* Selected passage
· · ·

Titling, numbering, and signing an Akumal III limited edition print



Preliminary Sketching

In creating my work, the initial concept is developed through a progression of small-scale drawings.  These drawings represent the exploratory part of the process necessary for discovering the potential of an idea.

View Sketch Gallery
View Artist's Statement
Printmaking (Serigraphy)

I create my serigraphs using a particular silkscreen printing technique which I developed in the mid-1960s as an art student at the University of Wisconsin.  This method allows for accurate editioning using floating stencils rather than permanent ones.  Throughout a color run, the ink itself holds the stencil in position on the screen.  Each color application involves two back-and-forth squeegee strokes of equal pressure in order to keep the stencil from shifting out of position.

· · ·

* Records shown
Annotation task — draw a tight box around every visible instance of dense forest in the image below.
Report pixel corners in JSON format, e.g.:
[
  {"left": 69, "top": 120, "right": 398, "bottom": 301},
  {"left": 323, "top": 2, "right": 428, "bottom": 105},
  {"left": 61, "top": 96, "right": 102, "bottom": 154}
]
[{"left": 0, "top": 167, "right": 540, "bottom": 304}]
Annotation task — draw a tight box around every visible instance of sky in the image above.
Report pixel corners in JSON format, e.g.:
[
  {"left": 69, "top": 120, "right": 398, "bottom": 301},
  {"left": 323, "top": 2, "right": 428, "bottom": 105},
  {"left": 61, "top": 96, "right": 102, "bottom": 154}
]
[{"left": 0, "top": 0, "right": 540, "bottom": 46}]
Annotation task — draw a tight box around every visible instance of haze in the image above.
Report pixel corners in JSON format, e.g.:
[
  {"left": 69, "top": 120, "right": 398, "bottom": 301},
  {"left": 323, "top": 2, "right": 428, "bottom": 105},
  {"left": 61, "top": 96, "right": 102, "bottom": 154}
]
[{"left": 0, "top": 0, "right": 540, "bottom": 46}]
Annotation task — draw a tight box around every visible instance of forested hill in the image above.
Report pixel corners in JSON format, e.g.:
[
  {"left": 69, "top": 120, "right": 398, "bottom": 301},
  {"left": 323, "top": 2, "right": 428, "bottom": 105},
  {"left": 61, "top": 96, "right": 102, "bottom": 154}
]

· · ·

* List of tasks
[A] In the printmaking text, what holds the stencil in place on the screen during a color run?
[B] Copy the printmaking text between "View Sketch Gallery" and "out of position.", inclusive.

* Full solutions
[A] The ink itself.

[B]
View Sketch Gallery
View Artist's Statement
Printmaking (Serigraphy)

I create my serigraphs using a particular silkscreen printing technique which I developed in the mid-1960s as an art student at the University of Wisconsin.  This method allows for accurate editioning using floating stencils rather than permanent ones.  Throughout a color run, the ink itself holds the stencil in position on the screen.  Each color application involves two back-and-forth squeegee strokes of equal pressure in order to keep the stencil from shifting out of position.